=== TEXTO MOSTRADO ===
○ ○ ○ ○ ○

Era mayo de 1936, hace 80 años, y una vez más, como en 1932, la liebre catalana alertaba con sus zancadas autonomistas a la tortuga castellana. Si aquel año de 1932 la aprobación del polémico «Estatuto de Nuria» desataba la reacción de hombres como Narciso Alonso-Cortés o Misael Bañuelos, que enseguida demandaron un autogobierno castellano y leonés en pie de igualdad con el catalán, en mayo de 1936 la dinámica se repetía. Pero esta vez con una determinación mayor.
La razón es evidente: tres meses antes, el triunfo electoral de las izquierdas coaligadas en el Frente Popular terminó por desatascar el desarrollo autonómico que los gobiernos de centro-derecha habían paralizado con su llegada al poder, a finales de 1933. El acelerón autonomista se plasmó en la reposición de la Generalitat y del Estatuto catalán, pero también en el inicio del debate parlamentario sobre el Estatuto vasco, en el plebiscito del gallego y en las proposiciones autonomistas procedentes de Andalucía, Valencia y Aragón. Cuando ese mismo mes de mayo de 1936 comenzó sus trabajos la Comisión de Estatutos presidida por el socialista Indalecio Prieto, en Castilla y León se articuló rápidamente una doble respuesta.
La primera, con Antonio Royo-Villanova a la cabeza, incidía en los durísimos ataques contra las pretensiones catalanas y se oponía al «Estado integral» aprobado en la Constitución republicana por entender que las autonomías horadaban la unidad nacional. La segunda respuesta, aunque más constructiva, también obedecía al tradicional mecanismo de defensa de Castilla ante el avance autonomista de Cataluña, por lo que proponía evitar la previsible discriminación política y económica de la región mediante un Estatuto de autonomía propio. En este sentido se pronunciaban los citados Alonso Cortés y Bañuelos, entre otros destacados intelectuales y políticos del momento.

○ ○ ○ ○ ○

=== DATOS PROPORCIONADOS ===
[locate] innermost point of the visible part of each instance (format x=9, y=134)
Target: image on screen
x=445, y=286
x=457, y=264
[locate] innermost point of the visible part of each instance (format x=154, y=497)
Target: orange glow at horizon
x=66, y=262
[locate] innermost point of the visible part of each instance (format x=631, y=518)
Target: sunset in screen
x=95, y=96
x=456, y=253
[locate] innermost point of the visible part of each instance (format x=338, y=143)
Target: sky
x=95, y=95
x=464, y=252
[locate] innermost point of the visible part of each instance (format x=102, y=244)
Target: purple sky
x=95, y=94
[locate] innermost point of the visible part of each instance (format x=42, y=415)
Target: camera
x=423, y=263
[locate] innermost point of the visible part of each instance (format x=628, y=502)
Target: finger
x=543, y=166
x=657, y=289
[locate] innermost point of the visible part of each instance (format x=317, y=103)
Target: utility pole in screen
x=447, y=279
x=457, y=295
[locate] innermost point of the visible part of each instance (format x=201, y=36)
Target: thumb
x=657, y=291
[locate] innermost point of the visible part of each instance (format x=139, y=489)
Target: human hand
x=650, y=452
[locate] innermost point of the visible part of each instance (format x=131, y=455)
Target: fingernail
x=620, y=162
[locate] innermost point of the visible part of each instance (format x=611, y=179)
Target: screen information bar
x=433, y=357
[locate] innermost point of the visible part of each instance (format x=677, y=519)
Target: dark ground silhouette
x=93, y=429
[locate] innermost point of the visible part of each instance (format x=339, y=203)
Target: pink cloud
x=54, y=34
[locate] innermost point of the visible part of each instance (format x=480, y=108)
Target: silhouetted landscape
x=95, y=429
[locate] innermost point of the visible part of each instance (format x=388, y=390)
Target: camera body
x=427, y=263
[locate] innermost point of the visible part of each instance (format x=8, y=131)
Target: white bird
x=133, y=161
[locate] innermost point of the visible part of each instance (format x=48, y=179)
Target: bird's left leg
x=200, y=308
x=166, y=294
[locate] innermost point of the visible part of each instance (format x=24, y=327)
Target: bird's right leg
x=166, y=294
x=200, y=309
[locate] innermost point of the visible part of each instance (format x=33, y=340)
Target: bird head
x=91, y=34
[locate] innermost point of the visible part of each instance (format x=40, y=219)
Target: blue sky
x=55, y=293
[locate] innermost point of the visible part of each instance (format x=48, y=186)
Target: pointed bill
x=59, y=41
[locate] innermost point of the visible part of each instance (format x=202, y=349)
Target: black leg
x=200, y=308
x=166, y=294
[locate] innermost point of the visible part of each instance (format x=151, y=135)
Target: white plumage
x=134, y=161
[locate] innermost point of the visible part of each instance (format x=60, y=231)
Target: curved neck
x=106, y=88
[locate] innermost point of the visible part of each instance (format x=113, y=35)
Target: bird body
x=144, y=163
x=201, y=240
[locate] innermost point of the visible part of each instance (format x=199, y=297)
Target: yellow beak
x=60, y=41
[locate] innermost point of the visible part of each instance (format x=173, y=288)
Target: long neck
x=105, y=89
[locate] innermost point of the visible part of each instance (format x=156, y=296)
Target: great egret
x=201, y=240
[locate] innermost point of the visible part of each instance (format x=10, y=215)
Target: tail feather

○ ○ ○ ○ ○

=== PROBLEMA ===
Contesta según el texto sobre el autonomismo castellano en 1936:
1. ¿En qué año se aprobó el «Estatuto de Nuria»?
2. ¿Quién presidía la Comisión de Estatutos que comenzó sus trabajos en mayo de 1936?
3. ¿Quién encabezaba la primera de las dos respuestas que se articularon en Castilla y León?
Responde basándote solo en el texto.

=== RESPUESTA ===
1. En 1932.
2. El socialista Indalecio Prieto.
3. Antonio Royo-Villanova.